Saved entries
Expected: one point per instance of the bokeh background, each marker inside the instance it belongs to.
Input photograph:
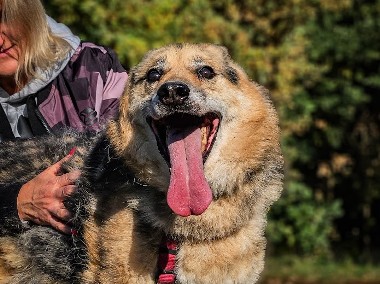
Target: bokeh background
(321, 61)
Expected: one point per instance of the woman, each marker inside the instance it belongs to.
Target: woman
(49, 79)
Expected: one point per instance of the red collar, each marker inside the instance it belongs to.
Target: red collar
(166, 261)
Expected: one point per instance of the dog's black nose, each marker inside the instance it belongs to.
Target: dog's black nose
(173, 93)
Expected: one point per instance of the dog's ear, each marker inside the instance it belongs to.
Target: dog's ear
(231, 71)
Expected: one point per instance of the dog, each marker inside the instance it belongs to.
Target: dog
(176, 189)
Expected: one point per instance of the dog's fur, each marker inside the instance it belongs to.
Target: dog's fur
(123, 208)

» BRIEF: After locating the line containing "Target: dog's ear", write out that line and all remaining lines of the records exactly, with nothing added.

» RESPONSE BOX:
Target: dog's ear
(231, 71)
Expected: one point per instance of the dog, each marker inside the instance it belongs to.
Target: dog
(176, 189)
Expected: one point per instance of the dog's fur, each marker inside the instance it belongs to.
Target: dog's fur
(123, 208)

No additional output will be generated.